Les Inrockuptibles

AVERROÈS ET ROSA PARKS de Nicolas Philibert

Moins d’un an après la sortie en salle du beau Sur l’Adamant, ce documentai­re prolonge son étude humaniste des structures médico-psychologi­ques et de leur public.

- Jean-Baptiste Morain

Après une première approche du sujet dans La Moindre des choses, en 1996, Nicolas Philibert consacre un tryptique à la psychiatri­e. Débuté avec Sur l’Adamant (Ours d’or à Berlin en 2023), il se poursuit avec ce nouveau film avant un dernier volet, La Machine à écrire et autres sources de tracas, en salle en avril. Averroès et Rosa Parks sont deux unités psychiatri­ques de l’hôpital Esquirol, connu par les Parisien·nes depuis sa fondation il y a presque quatre cents ans sous le nom d’“asile de Charenton” (le marquis de Sade y passa les onze dernières années de sa vie). Il est situé au sud-est de Paris, sur la commune de Saint-Maurice, entre le bois de Vincennes et la Marne. Le documentar­iste y plante sa caméra après avoir survolé avec un drone l’ensemble hospitalie­r (très beau moment inaugural) pour en montrer des images aux patient·es, et sans doute pour que l’on puisse nous-même nous situer un instant dans l’espace. Le bois, l’eau, le ciel, donc. Même si secoué·e, déstabilis­é·e, perdu·e, on va l’être pendant les deux heures et demie intenses que dure le film. Philibert assiste à des réunions et des entretiens entre psychiatre­s et hospitalis­é·es : les médecins les font parler, leur proposent des séjours, des vacances, tentent de les sortir de l’hôpital, de les faire habiter dans des appartemen­ts collectifs. On reconnaît certains visages déjà aperçus dans Sur l’Adamant. Parfois, le cinéaste parle seul à seul·e avec certain·es, comme une jeune femme suicidaire toute blonde. Le personnel soignant est étonnant, à l’écoute, ferme parfois. Les patient·es frappent souvent par leur intelligen­ce, leur culture – beaucoup évoquent la lecture d’illustres philosophe­s. Soudain, dans une allée, un jeune homme fait un saut périlleux impression­nant.

----

Consignes de travail
**a.** D'après la critique du film Averroès et Rosa Parks, sous quel nom l'hôpital Esquirol était-il connu des Parisiens ?
**b.** Poursuivez la critique du film Averroès et Rosa Parks à partir de sa dernière phrase.
Les entrées ne jouent aucun rôle ici.

----

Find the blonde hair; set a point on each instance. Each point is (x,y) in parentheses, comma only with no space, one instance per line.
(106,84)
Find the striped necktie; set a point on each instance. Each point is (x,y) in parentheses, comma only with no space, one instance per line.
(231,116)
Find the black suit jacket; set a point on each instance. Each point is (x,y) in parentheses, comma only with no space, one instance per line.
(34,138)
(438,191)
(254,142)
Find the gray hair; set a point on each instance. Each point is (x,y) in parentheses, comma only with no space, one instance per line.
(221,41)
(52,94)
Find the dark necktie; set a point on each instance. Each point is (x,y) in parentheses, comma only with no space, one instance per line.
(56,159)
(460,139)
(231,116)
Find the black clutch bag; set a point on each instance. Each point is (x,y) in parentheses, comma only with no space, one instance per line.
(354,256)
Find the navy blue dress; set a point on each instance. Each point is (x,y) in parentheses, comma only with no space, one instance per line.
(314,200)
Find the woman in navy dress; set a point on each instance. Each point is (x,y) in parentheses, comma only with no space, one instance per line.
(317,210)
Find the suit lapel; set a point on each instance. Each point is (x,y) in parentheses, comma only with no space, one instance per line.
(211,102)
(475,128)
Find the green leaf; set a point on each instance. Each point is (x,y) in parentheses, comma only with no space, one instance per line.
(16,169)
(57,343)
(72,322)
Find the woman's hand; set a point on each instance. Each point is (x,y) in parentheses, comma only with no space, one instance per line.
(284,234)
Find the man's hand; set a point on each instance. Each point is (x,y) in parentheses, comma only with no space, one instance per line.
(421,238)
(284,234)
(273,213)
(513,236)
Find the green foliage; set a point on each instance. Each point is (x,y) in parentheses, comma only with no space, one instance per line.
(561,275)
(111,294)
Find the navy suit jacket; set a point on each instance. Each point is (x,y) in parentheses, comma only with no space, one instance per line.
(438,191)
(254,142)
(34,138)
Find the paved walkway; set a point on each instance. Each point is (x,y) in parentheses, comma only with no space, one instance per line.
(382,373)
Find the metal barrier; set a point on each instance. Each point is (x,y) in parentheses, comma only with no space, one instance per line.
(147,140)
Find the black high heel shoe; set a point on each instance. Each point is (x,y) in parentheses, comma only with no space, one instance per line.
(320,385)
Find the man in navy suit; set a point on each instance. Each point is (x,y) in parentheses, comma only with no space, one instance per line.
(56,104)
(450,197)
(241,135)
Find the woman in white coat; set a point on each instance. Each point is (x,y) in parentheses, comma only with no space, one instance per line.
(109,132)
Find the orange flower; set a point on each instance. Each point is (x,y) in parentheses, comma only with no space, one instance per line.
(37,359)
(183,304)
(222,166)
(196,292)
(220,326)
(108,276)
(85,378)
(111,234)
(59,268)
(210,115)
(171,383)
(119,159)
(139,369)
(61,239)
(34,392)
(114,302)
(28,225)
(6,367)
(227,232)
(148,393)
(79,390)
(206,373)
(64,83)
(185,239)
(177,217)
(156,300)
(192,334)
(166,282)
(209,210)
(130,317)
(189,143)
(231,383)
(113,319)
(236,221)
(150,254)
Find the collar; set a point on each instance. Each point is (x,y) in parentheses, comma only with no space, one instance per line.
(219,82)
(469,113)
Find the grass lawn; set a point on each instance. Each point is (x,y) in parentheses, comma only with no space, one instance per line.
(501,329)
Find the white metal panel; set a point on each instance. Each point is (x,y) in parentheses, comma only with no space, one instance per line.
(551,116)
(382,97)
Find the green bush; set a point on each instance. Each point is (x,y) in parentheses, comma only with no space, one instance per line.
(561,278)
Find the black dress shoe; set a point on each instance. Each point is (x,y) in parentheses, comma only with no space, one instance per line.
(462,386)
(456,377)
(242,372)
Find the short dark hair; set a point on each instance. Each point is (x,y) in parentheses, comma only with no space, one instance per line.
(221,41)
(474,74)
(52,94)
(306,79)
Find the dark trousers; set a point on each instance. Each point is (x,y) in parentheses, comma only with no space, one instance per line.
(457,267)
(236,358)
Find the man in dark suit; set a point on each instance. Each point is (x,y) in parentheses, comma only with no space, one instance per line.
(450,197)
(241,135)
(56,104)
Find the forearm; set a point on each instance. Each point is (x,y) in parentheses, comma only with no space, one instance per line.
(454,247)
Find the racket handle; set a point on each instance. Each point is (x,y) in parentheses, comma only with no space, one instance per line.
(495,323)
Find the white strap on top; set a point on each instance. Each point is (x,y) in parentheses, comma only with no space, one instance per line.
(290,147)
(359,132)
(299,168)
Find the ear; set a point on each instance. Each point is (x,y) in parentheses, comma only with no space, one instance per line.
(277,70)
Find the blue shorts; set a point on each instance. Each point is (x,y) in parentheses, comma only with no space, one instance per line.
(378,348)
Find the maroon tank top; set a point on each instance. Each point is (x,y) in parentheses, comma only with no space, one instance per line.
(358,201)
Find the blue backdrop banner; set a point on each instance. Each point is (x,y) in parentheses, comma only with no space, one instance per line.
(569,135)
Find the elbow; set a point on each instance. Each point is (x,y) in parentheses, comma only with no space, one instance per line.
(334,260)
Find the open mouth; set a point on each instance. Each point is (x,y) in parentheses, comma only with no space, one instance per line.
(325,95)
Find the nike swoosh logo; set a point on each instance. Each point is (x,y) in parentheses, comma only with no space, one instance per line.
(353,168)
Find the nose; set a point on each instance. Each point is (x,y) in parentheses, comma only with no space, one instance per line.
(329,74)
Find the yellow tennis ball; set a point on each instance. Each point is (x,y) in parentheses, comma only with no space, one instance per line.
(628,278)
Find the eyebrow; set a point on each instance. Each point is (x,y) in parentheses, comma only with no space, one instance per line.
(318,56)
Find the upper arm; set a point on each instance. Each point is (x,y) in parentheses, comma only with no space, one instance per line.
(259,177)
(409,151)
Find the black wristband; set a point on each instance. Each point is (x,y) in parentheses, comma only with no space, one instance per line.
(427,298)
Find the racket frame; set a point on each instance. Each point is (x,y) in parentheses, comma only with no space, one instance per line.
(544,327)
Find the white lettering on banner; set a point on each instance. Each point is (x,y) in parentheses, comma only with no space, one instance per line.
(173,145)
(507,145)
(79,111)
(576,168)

----

Réponses numérotées
**a.** Sous le nom d'« asile de Charenton ».

**b.**
Au début d’un entretien, on se dit : “Mais pourquoi est-il ou elle là ?”, puis il y a toujours subitement un tout petit accroc dans la trame de leur récit qui révèle non pas le nom de leur pathologie – nous ne sommes pas psychiatre­s – mais des symptômes de quelque chose : l’agressivit­é, la dépréciati­on de soi, la fatigue, l’excitation trop intense, etc. Et puis l’angoisse, si visible, à l’oeil nu, sur la plupart des visages, et si communicat­ive.

Comme dans les yeux écarquillé­s d’une vieille dame qui ne peut pas dormir parce qu’elle a peur qu’on vienne lui faire du mal, ou la voler, ou que la mort vienne la visiter. On perçoit souvent que toutes ces personnes se sentent protégées à l’hôpital, et on les comprend. Le monde extérieur les effraie un peu. Il n’y a ni pitié ni surplomb dans le regard que le documentar­iste porte sur ces gens. Mais de l’attention, de la curiosité, de l’interrogat­ion. Nous avons le sentiment de participer tous·tes de la même humanité, que nous pourrions nous reconnaîtr­e dans certains de leurs maux, parce que c’est nous, c’est “du” nous tout cela, mais exacerbé. Dans le regard des résident·es d’Averroès et Rosa Parks, il y a une familiarit­é inquiétant­e. Le triptyque de Nicolas Philibert nous tend un miroir.

Averroès et Rosa Parks de Nicolas

Philibert (Fr., 2024, 2 h 23). En salle le 20 mars.